来源:

让我们编写模拟器代码来训练和评估我们的代理,在 TPU 上它运行 2 小时,在 CPU 上它可以运行长达 8 小时:
import tensorflow as tf
class CustomMetrics(tf.Module):
def __init__(self, name=None):
super(CustomMetrics, self).__init__(name=name)
self.total_returns = tf.Variable([], dtype=tf.float32, trainable=False, shape=tf.TensorShape(None))
self.average_returns = tf.Variable([], dtype=tf.float32, trainable=False, shape=tf.TensorShape(None))
self.sharpe_ratios = tf.Variable([], dtype=tf.float32, trainable=False, shape=tf.TensorShape(None))
self.losses = tf.Variable([], dtype=tf.float32, trainable=False, shape=tf.TensorShape(None))
def update_metrics(self, losses=None, total_return=None, average_return=None, sharpe_ratio=None):
if total_return is not None:
self.total_returns.assign(tf.concat([self.total_returns.value(), [total_return]], axis=0))
if total_return is not None:
self.average_returns.assign(tf.concat([self.average_returns.value(), [average_return]], axis=0))
if total_return is not None:
self.sharpe_ratios.assign(tf.concat([self.sharpe_ratios.value(), [sharpe_ratio]], axis=0))
if losses is not None:
self.losses.assign(tf.concat([self.losses.value(), [losses]], axis=0))
class TradingSimulator:
def __init__(self, env, eval_env, agent, episodes=TRAIN_EPISODES,
batch_size=BATCH_SIZE, num_eval_episodes=TEST_INTERVALS,
collect_steps_per_iteration=INIT_COLLECT,
replay_buffer_max_length=MEMORY_LENGTH ,
num_iterations = TOTAL_ITERS, log_interval=LOG_INTERVALS,
eval_interval=None, global_step=None):
self.py_env = env
self.env = tf_py_environment.TFPyEnvironment(self.py_env)

任务一览:
(a) 交易模拟器代码前的说明里提到,这个模拟器在 TPU 上要运行多长时间?
(b) 交易模拟器代码开头的说明交代了编写这段模拟器代码的用途,这个用途是什么?
(c) 从交易模拟器代码最后一行之后接着写,补全下一部分代码。
作答时用不到后面的各项。

所给信息:

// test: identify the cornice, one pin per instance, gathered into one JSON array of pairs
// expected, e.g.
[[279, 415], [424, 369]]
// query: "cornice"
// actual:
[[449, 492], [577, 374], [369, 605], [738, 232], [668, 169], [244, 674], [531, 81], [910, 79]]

参考答案:
(a) 2 小时。

(b) 编写这段模拟器代码是为了训练和评估代理。

(c)
self.py_eval_env = eval_env
self.eval_env = tf_py_environment.TFPyEnvironment(self.py_eval_env)
self.agent = agent
self.episodes = episodes
self.log_interval = log_interval
self.eval_interval = eval_interval
self.global_step = global_step
self.batch_size = batch_size
self.num_eval_episodes = num_eval_episodes
self.collect_steps_per_iteration = collect_steps_per_iteration
self.replay_buffer_max_length = replay_buffer_max_length
self.num_iterations = num_iterations
self.policy = self.agent.policy
self.collect_policy = self.agent.collect_policy
self.random_policy = random_tf_policy.RandomTFPolicy(
self.env.time_step_spec(),
self.env.action_spec())
self.replay_buffer_signature = tensor_spec.from_spec(
self.agent.collect_data_spec)
self.replay_buffer_signature = tensor_spec.add_outer_dim(
self.replay_buffer_signature)
def init_memory(self, table_name = 'uniform_table'):
self.table = reverb.Table(
table_name,
max_size=self.replay_buffer_max_length,
sampler=reverb.selectors.Uniform(),
remover=reverb.selectors.Fifo(),
rate_limiter=reverb.rate_limiters.MinSize(1),
signature=self.replay_buffer_signature)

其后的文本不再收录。